■ WHAT TO PRODUCE: Express the items from the line containing "Excuse me, could you locate the ceiling fan blade" up to and including the line containing "[289,214,293,236]" as a JSON list of strings, one string per line, leaving out blank lines.

════════════════════

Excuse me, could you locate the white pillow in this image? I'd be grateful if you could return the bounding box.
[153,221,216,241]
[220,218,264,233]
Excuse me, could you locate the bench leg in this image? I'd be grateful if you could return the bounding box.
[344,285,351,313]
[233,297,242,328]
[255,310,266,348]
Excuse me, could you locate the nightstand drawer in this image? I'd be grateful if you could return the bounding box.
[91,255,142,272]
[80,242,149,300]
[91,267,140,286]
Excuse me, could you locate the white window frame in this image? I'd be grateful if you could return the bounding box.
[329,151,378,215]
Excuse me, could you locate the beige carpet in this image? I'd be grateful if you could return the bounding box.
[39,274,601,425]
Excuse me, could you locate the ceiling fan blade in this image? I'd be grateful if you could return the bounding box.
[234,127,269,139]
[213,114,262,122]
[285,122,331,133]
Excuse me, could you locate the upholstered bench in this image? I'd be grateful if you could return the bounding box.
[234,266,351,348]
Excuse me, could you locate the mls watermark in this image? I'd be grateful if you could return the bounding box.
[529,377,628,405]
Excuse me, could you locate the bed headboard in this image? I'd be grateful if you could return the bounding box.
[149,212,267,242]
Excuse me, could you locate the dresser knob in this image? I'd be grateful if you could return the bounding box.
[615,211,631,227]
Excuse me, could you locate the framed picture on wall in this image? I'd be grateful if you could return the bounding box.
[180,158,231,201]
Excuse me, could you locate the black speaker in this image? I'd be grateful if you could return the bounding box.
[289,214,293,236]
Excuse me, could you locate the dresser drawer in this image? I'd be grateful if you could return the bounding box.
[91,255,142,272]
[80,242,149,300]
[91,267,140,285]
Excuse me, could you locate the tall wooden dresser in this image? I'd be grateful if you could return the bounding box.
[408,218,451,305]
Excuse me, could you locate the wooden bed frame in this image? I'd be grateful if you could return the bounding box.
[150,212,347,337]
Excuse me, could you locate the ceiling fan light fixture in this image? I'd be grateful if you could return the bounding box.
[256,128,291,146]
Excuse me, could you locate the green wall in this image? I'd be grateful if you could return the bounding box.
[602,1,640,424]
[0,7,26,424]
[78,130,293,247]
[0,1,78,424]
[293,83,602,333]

════════════════════

■ FULL RESPONSE:
[
  "Excuse me, could you locate the ceiling fan blade in this image? I'd be grateful if you could return the bounding box.",
  "[234,127,269,139]",
  "[213,114,262,122]",
  "[285,122,331,133]",
  "Excuse me, could you locate the upholstered bench in this image? I'd be grateful if you could return the bounding box.",
  "[234,266,351,348]",
  "Excuse me, could you locate the mls watermark in this image? I'd be grateful if you could return the bounding box.",
  "[529,377,628,405]",
  "Excuse me, could you locate the bed headboard in this image? I'd be grateful if you could return the bounding box.",
  "[149,212,267,242]",
  "Excuse me, could you locate the dresser knob in this image? I'd be grateful if you could return the bounding box.",
  "[615,211,631,227]",
  "Excuse me, could you locate the framed picture on wall in this image? I'd be grateful if you could return the bounding box.",
  "[180,158,231,201]",
  "Excuse me, could you locate the black speaker in this image? I'd be grateful if you could return the bounding box.",
  "[289,214,293,236]"
]